* Challenges:
(1) According to the article on movie cars, why does the Jaguar XKE/Lamborghini 400 GT from The Love Bug earn its place on the list? Answer in one to three sentences.
(2) Answer each question from the article on movie cars, one per line:
(a) Who directed Death Proof?
(b) Which rally is Herbie determined to win?
(c) What car do the characters in Dumb & Dumber obtain with a briefcase full of cash?
(3) Carry on the article on movie cars from the point where it stops.

* Text section:
☆ ☆ ☆ ☆ ☆

1971 Chevrolet Nova from Death Proof
“This car is 100 percent death proof… only to get the benefit of it, honey, you really need to be sitting in my seat.”
The first of Stuntman Mike’s two muscle cars to appear in director Quentin Tarantino’s second of two Grind House flicks, there has never been an angrier Nova on screen. Skull-adorned, blacked-out and utterly menacing – just seeing it appear across the parking lot in its first scene is enough to give you the willies – it brought GM’s plucky compact back into the minds of film buffs and car enthusiasts alike.
1961 Jaguar XKE/1966 Lamborghini 400 GT from The Love Bug
This is kind of a tough one. While it was technically the Lamborghini that made Herbie’s oil boil when Jim traded him for it, the car that emerges after Herbie beats the hell out of it is actually an XKE, probably because smashing up the rarer Lambo was either too expensive, or Lamborghini’s lawyers would have none of it.
Still, it’s the arrival – and subsequent beating – of this car that you can say adds to Herbie’s resolve to win the El Dorado Rally, which is why it belongs on this list.
1984 Sheepdog/Ford Econoline from Dumb & Dumber
A Ford Econoline only in name (also known as an “’84 Sheepdog”), Harry’s famous company car should be a shoe-in for Hot Wheels lore.
Not only is this the most famous car from the film (except maybe the Lamborghini Diablo they manage to procure thanks to a briefcase loaded with cash), it could very well be the most famous vehicle from the comedy genre, this side of the Wagon Queen Family Truckster.
Question is, would Mattel pony up the dough to add floppy ears, a tongue and to finish the whole thing in fur? Probably not.

☆ ☆ ☆ ☆ ☆

* Source excerpt:
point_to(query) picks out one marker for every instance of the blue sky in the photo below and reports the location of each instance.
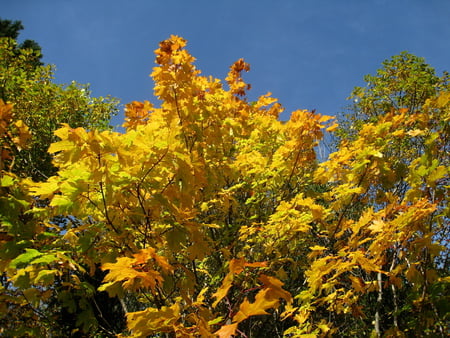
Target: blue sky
(309, 54)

☆ ☆ ☆ ☆ ☆

* The replies:
(1) The article states that the arrival of this car, and the beating it later takes, adds to Herbie's resolve to win the El Dorado Rally. That is the reason the article gives for including it on the list.

(2)
(a) Quentin Tarantino
(b) The El Dorado Rally
(c) A Lamborghini Diablo

(3)
Saleen S7 from Bruce Almighty
Yes, Steve Carrel’s (as Evan Baxter) hilarious bumbling of the news is probably going to go down as the scene to remember for film people. Car buffs, however, will surely remember the moment when Bruce, spurred by the mocking of a couple of kids, changes his ’85 Datsun 280Z (a great car in its own right) into a fire-breathing supercar.
Bonus points for the fact that Jim Carrey (Bruce) is actually a big car guy, and has an S7 of his own.
1958 Plymouth Fury from Christine
Of all the cars on this list, this has to be the one most likely slated for production; word has it that Hot Wheels is already working on one.
And so they should. While 1977’s The Car’s title character Lincoln may have actually chewed more scenery than the Fury did, it simply doesn’t have the cachet of 1983’s Stephen King/John Carpenter classic. For one, Christine didn’t require any George Barris trickery to be imposing; with those fins and that front bumper, she’s plenty imposing on her own. Secondly, there’s just something about her being from the friendly formica and pastel era that is the 1950s that makes her evilness that much more sinister. Thirdly, the Fury, in its own right, is an example of the epitome of ‘50s styling, meaning this casting would look good even without the special packaging.
1965 Ford Mustang from Goldfinger
First off, it’s a Mustang. It’s the car’s 50th Anniversary, and Hot Wheels people LOVE their ‘Stangs.
Secondly, you gotta give some respect to the car (and its femme fatale driver) that pursued Mr. Bond and helped pave the way for making the DB5 as enormously popular as it is today.
Plus, it looks just right in Wimbledon White (or is that Phoenician Yellow?) especially considering the former is one of two colours in which to spec your special 50th Anniversary edition of the 2015 Mustang.
The Bluesmobile from The Blues Brothers
Now, while this model has been done by other diecast manufacturers, it by no means prohibits Hot Wheels from doing it themselves, as they’ve done with the Channel 4 News van from Anchorman.
While they may not be able to give it cop tires, cop suspensions and cop shocks (doubt the cigarette lighter works, however), but can you imagine? A Hot Wheels Dodge Monaco, with a mega megaphone on the roof. Plus, it would do a good job to appeal to those collectors that like police car replicas, as well as movie replicas and replicas of classic Americana.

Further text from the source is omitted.